The answer must consist of every line in the data below that holds the word "write".

-------------------------

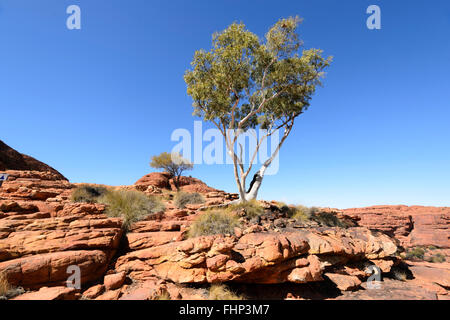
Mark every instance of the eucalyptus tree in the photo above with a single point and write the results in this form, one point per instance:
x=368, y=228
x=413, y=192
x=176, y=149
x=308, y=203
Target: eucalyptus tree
x=244, y=82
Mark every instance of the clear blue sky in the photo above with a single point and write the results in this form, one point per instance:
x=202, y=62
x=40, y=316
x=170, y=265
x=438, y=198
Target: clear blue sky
x=96, y=103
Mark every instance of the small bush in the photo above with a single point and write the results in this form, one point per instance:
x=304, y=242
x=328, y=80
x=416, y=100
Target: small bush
x=415, y=253
x=251, y=208
x=213, y=222
x=329, y=219
x=222, y=292
x=88, y=193
x=183, y=198
x=399, y=274
x=437, y=258
x=161, y=296
x=5, y=287
x=131, y=205
x=302, y=213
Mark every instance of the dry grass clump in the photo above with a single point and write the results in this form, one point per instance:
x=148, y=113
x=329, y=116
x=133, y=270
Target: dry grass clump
x=222, y=292
x=5, y=287
x=213, y=222
x=302, y=213
x=87, y=193
x=305, y=214
x=130, y=205
x=416, y=253
x=251, y=208
x=329, y=219
x=183, y=198
x=437, y=258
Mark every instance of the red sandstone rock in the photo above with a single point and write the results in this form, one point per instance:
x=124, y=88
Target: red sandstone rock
x=10, y=159
x=413, y=226
x=114, y=281
x=53, y=293
x=344, y=282
x=94, y=292
x=51, y=268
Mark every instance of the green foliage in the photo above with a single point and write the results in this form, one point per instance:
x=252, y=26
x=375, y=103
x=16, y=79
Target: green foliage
x=244, y=81
x=183, y=198
x=222, y=292
x=305, y=214
x=5, y=287
x=87, y=193
x=415, y=253
x=132, y=206
x=252, y=208
x=330, y=220
x=213, y=222
x=437, y=258
x=172, y=163
x=162, y=296
x=399, y=274
x=302, y=213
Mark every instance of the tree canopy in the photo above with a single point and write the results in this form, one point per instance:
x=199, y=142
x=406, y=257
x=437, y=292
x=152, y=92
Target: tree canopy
x=245, y=82
x=173, y=163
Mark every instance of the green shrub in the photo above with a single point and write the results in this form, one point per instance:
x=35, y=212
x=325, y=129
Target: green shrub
x=183, y=198
x=130, y=205
x=437, y=258
x=5, y=287
x=87, y=193
x=302, y=213
x=213, y=222
x=329, y=219
x=399, y=274
x=222, y=292
x=251, y=208
x=415, y=253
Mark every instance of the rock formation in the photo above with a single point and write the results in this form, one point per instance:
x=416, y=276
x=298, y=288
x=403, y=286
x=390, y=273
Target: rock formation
x=43, y=233
x=10, y=159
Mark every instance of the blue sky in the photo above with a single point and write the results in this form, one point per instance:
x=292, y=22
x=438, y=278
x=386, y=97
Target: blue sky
x=96, y=103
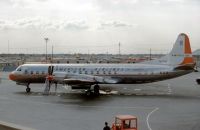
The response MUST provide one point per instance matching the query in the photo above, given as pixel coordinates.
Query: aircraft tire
(96, 89)
(28, 90)
(88, 93)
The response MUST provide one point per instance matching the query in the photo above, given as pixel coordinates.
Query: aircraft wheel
(96, 89)
(88, 93)
(28, 90)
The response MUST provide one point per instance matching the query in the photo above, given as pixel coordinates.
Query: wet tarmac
(167, 105)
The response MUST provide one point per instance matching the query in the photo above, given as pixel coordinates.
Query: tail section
(181, 53)
(180, 56)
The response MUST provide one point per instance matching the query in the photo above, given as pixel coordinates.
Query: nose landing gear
(94, 90)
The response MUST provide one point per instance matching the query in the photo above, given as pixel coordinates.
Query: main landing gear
(94, 90)
(28, 89)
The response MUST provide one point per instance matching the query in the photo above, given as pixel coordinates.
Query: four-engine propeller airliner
(88, 76)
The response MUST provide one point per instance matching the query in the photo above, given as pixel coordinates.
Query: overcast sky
(97, 26)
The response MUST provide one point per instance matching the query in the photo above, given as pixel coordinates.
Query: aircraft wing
(73, 79)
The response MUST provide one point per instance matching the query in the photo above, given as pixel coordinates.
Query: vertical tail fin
(180, 56)
(181, 53)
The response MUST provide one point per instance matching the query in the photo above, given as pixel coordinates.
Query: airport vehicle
(88, 76)
(125, 122)
(198, 80)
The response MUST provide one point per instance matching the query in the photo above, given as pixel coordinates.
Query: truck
(125, 122)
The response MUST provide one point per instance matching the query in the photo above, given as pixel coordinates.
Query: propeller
(49, 79)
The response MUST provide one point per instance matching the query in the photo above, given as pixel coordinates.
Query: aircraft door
(50, 70)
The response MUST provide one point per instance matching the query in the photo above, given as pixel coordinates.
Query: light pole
(46, 39)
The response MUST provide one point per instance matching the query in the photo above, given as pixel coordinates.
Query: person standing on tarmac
(106, 126)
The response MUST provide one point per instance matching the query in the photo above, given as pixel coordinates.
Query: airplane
(88, 76)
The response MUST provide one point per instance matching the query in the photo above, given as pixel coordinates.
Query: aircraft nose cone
(12, 77)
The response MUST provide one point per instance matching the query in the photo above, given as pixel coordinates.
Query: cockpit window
(19, 68)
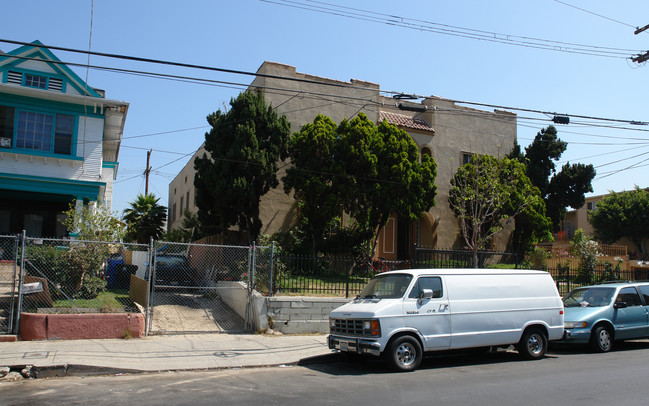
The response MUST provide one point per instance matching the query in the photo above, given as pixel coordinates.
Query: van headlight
(372, 328)
(575, 324)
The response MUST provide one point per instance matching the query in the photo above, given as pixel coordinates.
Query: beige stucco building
(448, 132)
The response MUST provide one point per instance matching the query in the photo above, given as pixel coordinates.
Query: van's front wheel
(533, 344)
(404, 354)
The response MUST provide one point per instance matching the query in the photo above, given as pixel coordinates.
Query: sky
(536, 58)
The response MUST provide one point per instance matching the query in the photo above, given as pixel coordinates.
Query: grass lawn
(111, 301)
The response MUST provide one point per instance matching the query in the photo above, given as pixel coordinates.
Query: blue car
(598, 315)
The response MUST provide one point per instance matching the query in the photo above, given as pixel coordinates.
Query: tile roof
(401, 120)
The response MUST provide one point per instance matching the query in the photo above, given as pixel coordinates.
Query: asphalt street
(567, 376)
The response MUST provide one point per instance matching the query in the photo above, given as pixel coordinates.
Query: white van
(402, 314)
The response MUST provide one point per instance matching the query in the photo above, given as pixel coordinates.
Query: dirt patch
(175, 312)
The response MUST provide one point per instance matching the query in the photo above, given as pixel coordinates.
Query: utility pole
(644, 57)
(146, 172)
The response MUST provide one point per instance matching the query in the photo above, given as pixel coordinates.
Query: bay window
(36, 131)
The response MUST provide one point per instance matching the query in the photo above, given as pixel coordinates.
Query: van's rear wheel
(404, 353)
(533, 344)
(601, 339)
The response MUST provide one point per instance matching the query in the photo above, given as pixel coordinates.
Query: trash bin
(112, 270)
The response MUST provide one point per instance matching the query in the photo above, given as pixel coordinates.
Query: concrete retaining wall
(299, 315)
(286, 314)
(35, 326)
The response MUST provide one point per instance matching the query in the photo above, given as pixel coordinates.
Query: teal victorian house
(59, 142)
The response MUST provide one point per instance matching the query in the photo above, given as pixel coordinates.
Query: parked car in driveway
(598, 315)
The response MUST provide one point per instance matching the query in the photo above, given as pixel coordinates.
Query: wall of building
(457, 130)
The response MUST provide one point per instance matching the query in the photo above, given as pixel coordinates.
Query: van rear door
(430, 316)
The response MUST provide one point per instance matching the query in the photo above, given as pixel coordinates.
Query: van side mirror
(426, 294)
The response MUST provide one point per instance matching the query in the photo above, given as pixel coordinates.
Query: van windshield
(589, 297)
(384, 286)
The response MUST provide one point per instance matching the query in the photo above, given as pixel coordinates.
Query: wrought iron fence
(203, 287)
(326, 275)
(436, 258)
(568, 278)
(74, 276)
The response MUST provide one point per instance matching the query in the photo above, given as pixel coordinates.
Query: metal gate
(200, 288)
(8, 283)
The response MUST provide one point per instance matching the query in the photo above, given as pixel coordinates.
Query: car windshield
(589, 297)
(391, 286)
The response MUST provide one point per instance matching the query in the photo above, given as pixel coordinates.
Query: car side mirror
(426, 294)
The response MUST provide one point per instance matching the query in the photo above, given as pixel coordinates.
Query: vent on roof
(420, 122)
(56, 84)
(15, 77)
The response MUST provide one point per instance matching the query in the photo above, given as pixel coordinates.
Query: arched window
(426, 151)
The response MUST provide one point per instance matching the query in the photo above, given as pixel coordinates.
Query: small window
(63, 134)
(644, 289)
(36, 81)
(34, 131)
(629, 296)
(427, 282)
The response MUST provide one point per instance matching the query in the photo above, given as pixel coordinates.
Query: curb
(80, 370)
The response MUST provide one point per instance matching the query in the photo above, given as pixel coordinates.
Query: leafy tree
(624, 214)
(189, 231)
(484, 193)
(244, 145)
(369, 171)
(311, 152)
(586, 250)
(85, 259)
(145, 219)
(558, 189)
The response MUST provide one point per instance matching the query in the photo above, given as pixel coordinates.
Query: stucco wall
(457, 130)
(80, 326)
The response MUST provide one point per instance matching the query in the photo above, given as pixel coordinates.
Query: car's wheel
(533, 344)
(404, 353)
(601, 339)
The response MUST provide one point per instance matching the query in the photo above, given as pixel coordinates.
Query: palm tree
(145, 219)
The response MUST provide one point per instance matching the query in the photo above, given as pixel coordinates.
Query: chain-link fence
(199, 288)
(8, 282)
(73, 276)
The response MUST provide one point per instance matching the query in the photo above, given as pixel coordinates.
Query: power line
(334, 84)
(595, 14)
(445, 29)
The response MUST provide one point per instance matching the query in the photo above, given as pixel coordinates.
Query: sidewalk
(162, 353)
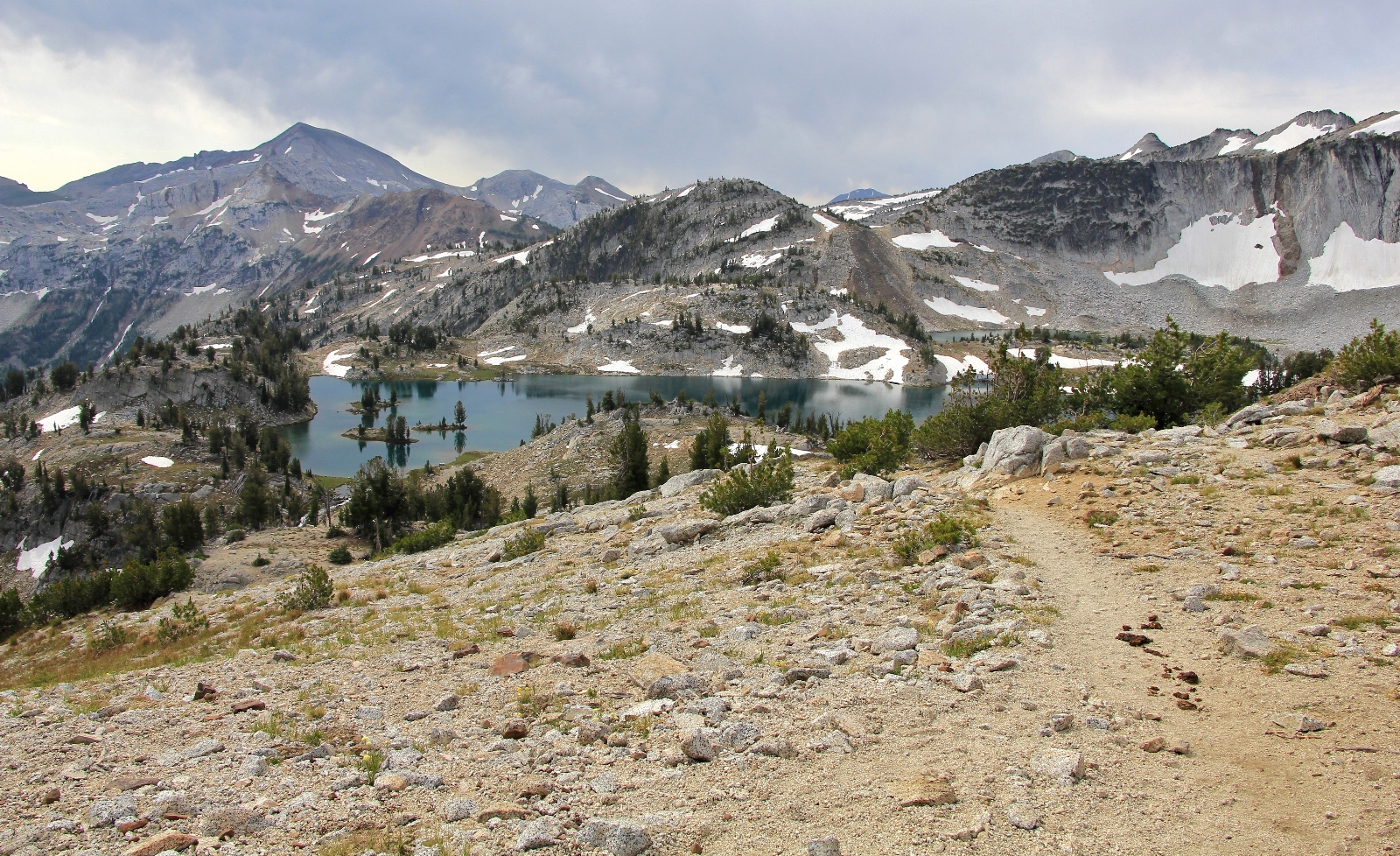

-------------------------

### SOLUTION TO THE PROBLEM
Mark every instance of the eucalyptus tree in the photo above with a single point and write the results in this form, one point per instance:
Mark every instance of the clear blue sky in the photo above with a single point and write the results in this form, one point per instance:
Mark every instance of the small bush in the photo above with a single point and write the results in this form, one point per instance:
Mark every instance of the dry grass clump in the photo above with a single point and write the results in this form, one point per instance:
Mark every instance of the red sandstone rock in the photo above with a single point and write the results in this form, one point per instance:
Mark every instance of the green foliage in the photo above with a single point and write the results in this form, one point per instance:
Mark every instance of the tree canopy in the photo above with a single point and write the results in this form, one point per instance:
Mark every instance of the green shrub in the photo above with a single point and write the results in this form, one point per instance:
Mark every instance of the rock formation in the photo above with a single point and write the results in this form, one point per instance:
Mark every instance of the blue sky in the photo above with a single point and write the results in this form, one point per instance:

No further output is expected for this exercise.